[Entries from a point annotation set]
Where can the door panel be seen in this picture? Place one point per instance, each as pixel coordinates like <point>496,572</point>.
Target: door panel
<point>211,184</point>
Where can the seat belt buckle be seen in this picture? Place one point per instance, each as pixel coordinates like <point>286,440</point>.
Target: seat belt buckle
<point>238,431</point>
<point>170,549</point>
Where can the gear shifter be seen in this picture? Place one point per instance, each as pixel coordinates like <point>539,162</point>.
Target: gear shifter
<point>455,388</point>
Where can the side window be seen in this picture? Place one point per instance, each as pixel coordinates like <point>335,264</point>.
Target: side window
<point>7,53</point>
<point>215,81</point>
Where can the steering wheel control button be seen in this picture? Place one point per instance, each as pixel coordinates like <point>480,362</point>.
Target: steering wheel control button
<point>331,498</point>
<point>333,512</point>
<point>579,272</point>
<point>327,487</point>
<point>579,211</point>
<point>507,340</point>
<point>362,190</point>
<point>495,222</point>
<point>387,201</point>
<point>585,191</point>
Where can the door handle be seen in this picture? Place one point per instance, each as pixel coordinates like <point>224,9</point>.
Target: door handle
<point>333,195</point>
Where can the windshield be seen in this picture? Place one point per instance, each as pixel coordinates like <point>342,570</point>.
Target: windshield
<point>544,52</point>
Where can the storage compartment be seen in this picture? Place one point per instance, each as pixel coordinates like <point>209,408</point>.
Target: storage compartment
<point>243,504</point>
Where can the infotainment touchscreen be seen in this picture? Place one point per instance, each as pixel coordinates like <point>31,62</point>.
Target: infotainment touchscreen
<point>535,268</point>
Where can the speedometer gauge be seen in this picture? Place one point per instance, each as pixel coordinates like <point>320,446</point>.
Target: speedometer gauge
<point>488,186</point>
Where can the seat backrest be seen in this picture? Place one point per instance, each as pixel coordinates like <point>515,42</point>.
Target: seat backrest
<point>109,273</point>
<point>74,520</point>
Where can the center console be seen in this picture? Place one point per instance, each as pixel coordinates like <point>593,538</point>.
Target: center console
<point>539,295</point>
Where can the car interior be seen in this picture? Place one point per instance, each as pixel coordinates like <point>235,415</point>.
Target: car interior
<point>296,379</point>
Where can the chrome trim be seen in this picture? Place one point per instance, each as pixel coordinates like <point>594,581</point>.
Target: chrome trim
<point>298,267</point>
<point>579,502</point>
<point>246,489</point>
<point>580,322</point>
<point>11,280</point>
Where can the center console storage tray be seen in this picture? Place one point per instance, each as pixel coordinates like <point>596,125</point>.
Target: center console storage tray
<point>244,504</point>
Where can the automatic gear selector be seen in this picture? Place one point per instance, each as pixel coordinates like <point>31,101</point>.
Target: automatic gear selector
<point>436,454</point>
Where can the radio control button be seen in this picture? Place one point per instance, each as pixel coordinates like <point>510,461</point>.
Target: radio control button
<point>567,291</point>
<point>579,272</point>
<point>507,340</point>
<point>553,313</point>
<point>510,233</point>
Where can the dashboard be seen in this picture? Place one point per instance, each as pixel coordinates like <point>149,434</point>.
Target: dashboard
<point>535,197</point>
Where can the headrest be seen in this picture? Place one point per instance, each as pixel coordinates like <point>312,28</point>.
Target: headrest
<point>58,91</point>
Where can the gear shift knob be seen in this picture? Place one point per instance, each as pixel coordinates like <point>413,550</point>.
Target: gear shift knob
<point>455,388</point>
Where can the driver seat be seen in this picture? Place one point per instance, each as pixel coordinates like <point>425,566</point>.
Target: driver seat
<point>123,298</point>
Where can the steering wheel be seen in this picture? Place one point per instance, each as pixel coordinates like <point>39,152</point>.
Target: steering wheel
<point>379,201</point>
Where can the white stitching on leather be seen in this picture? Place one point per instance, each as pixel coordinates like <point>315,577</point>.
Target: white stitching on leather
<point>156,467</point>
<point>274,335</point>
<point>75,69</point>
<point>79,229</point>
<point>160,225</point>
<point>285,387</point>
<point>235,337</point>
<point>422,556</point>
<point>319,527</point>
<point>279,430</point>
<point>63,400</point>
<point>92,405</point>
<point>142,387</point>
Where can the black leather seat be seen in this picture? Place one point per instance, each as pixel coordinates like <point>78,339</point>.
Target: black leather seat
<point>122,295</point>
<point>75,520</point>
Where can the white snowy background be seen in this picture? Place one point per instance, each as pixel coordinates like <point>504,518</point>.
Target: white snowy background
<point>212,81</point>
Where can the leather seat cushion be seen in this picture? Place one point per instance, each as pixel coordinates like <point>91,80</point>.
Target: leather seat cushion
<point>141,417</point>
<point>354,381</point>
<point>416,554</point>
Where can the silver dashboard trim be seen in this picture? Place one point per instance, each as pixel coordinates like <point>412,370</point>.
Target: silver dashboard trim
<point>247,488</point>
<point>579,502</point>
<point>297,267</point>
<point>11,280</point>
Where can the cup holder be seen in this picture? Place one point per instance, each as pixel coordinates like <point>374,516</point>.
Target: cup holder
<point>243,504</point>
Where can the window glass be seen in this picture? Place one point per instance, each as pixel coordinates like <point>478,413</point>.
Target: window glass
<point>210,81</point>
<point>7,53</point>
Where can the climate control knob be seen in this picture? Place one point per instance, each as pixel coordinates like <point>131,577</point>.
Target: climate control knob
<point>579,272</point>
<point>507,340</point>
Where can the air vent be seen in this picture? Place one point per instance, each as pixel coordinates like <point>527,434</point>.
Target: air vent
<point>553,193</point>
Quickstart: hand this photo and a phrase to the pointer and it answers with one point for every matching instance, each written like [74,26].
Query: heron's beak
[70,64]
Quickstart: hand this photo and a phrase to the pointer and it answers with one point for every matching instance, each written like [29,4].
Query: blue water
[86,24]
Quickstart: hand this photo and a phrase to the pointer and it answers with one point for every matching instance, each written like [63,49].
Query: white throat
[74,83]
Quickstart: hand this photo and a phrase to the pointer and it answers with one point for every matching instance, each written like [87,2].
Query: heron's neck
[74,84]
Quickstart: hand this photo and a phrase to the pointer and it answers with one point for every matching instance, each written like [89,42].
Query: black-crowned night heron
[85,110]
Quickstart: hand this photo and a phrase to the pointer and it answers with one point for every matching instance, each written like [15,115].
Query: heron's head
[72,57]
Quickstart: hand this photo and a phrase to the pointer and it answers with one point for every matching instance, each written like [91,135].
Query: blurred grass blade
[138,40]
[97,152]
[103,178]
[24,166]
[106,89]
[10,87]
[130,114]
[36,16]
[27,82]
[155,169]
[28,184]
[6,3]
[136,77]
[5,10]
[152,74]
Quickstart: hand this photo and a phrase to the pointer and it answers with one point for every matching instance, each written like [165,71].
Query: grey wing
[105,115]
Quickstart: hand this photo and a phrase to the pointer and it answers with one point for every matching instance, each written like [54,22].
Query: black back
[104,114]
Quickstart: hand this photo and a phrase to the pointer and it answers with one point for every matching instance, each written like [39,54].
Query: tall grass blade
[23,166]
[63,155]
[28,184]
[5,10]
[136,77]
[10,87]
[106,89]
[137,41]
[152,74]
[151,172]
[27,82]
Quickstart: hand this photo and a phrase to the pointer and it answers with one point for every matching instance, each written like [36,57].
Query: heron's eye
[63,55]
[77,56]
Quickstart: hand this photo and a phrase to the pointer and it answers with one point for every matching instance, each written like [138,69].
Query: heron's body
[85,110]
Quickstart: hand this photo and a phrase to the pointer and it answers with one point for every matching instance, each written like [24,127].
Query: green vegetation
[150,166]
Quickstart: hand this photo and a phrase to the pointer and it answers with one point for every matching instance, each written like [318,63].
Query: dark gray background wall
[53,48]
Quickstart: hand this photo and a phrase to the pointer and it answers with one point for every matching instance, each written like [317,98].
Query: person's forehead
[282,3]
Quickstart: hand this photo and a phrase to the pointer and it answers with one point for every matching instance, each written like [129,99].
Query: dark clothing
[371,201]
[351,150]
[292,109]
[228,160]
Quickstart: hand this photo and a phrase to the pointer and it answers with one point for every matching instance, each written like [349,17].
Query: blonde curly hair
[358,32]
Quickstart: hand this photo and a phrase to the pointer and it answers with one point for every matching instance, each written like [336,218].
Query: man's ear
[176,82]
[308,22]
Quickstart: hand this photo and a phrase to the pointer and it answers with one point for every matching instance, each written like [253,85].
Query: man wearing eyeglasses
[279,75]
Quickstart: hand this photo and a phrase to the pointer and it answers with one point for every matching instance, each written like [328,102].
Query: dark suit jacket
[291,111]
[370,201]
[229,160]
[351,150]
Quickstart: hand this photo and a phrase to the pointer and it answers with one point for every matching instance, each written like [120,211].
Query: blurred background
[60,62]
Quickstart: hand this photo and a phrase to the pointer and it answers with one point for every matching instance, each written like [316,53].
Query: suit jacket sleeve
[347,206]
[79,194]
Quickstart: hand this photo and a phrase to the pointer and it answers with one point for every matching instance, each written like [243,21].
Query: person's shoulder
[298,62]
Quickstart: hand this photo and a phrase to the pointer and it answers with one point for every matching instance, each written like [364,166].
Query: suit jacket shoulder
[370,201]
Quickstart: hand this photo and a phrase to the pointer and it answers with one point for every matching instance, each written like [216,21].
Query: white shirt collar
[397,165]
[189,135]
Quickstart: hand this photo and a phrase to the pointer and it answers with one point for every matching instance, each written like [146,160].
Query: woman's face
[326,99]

§ Task details:
Format as a numbered list the lines from the line with "Where can the automatic" to the line with "<point>535,197</point>", including both of those lines and leaving out any blank lines.

§ Task answer:
1. Where can the automatic gear selector be seen in this picture? Place one point per instance, each as pixel coordinates like <point>31,101</point>.
2. Target: automatic gear selector
3. <point>436,454</point>
4. Where can the radio control button be seen in this picture? Place one point per instance, each as pixel coordinates like <point>510,461</point>.
5. Target: radio control button
6. <point>567,291</point>
7. <point>579,272</point>
8. <point>507,340</point>
9. <point>553,313</point>
10. <point>510,233</point>
11. Where can the dashboard be seen in this picture? Place one point per instance, each as pixel coordinates like <point>149,434</point>.
12. Target: dashboard
13. <point>535,197</point>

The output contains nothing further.